Piuttosto, la Corte di merito avrebbe dovuto domandarsi se, nel regolare la materia della prestazione lavorativa nei giorni festivi, in cui sono comprese le domeniche e le festività di cui si discute, le parti sociali non avessero già valutato un bilanciamento dei rispettivi sacrifici che, senza evidentemente escludere il diritto al riposo, ne assicurasse il godimento in modo compatibile con l'erogazione delle prestazioni indispensabili e pure con la necessità di assicurare che il diritto sia garantito in modo equo a tutti i lavoratori e non soltanto a coloro che ne abbiano rivendicato il godimento individualmente. I giudici di appello avrebbero dovuto quindi verificare se la previsione del lavoro secondo turni su sette giorni nella contrattazione collettiva applicata, non costituisse essa stessa una deroga al diritto del lavoratore di astenersi dal lavoro nelle festività infrasettimanali, deroga concordata tra le parti del rapporto di lavoro anche attraverso il richiamo nel contratto individuale alla disciplina collettiva o, comunque, in base allo svolgimento di fatto del rapporto per un lungo periodo con organizzazione in turni anche nei giorni delle festività infrasettimanali.

La mancanza di queste valutazioni ha condotto perciò alla cassazione della sentenza, con rinvio alla Corte d’appello per l’adozione d’una nuova statuizione che consideri i profili erroneamente non valutati nel giudizio precedente.

Osservazioni

Con la sentenza in commento, la Corte di cassazione, disattendendo la diversa prospettazione della Corte d'appello di Firenze, ha colto l'occasione per ribadire il proprio orientamento in merito alla dibattuta questione relativa al diritto del lavoratore di astenersi dall'attività lavorativa durante le festività infrasettimanali, tematica che propone la coesistenza di esigenze differenti e spesso contrapposte.

Le disposizioni normative destinate alla fattispecie sono contenute nella legge n. 260 del 1949, la quale, dopo aver indicato agli artt. 1 e 2 i giorni dedicati a ricorrenza civili e religiose, all'art. 5 stabilisce che il lavoratore ha diritto a percepire durante queste festività la normale retribuzione di fatto giornaliera e, in aggiunta a quest'ultima, la retribuzione maggiorata per le ore di lavoro eventualmente prestate.

Trattasi di norma che, prima facie, non è chiara nello stabilire se durante queste giornate l'attività lavorativa sia vietata oppure consentita e, in quest'ultimo caso, se la scelta di prestare l'attività lavorativa sia rimessa alla discrezionalità del lavoratore ovvero del datore di lavoro.

- Estratto dei dati -
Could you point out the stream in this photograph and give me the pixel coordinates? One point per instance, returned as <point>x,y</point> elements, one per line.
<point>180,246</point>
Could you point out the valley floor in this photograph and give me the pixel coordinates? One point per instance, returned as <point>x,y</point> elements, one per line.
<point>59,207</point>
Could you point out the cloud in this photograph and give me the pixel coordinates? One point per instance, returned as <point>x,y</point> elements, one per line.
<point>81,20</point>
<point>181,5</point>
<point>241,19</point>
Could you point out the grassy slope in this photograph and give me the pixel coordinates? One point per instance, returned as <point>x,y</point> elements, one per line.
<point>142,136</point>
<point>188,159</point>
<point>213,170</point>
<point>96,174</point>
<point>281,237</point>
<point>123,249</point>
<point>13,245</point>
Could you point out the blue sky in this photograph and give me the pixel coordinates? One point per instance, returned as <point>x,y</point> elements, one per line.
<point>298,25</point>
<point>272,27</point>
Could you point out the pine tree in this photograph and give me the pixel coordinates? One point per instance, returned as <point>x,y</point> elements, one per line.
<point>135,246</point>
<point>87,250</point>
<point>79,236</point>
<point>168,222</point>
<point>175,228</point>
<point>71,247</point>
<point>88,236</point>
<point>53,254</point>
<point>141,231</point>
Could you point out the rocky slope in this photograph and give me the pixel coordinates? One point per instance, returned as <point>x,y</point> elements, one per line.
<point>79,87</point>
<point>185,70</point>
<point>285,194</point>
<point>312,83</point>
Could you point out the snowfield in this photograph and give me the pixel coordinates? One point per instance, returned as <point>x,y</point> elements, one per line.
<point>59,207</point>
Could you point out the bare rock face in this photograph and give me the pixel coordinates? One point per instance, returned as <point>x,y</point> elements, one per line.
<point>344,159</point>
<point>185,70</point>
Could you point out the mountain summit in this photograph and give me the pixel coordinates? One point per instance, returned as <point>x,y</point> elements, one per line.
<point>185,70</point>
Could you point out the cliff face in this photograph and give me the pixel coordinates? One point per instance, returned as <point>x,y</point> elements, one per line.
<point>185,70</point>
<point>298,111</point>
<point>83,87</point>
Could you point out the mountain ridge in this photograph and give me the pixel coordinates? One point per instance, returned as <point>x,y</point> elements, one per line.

- Compiti da svolgere -
1. Estrai dal brano sulle festività infrasettimanali il passo compreso tra "Le disposizioni normative" e "lavoro eventualmente prestate.", estremi inclusi.
2. Elenca tutti gli articoli della legge n. 260 del 1949 che il brano sulle festività infrasettimanali richiama.
Le voci sono materiale a sé stante e non fanno parte del brano.

- Le soluzioni -
1.
Le disposizioni normative destinate alla fattispecie sono contenute nella legge n. 260 del 1949, la quale, dopo aver indicato agli artt. 1 e 2 i giorni dedicati a ricorrenza civili e religiose, all'art. 5 stabilisce che il lavoratore ha diritto a percepire durante queste festività la normale retribuzione di fatto giornaliera e, in aggiunta a quest'ultima, la retribuzione maggiorata per le ore di lavoro eventualmente prestate.

2. Art. 1, art. 2, art. 5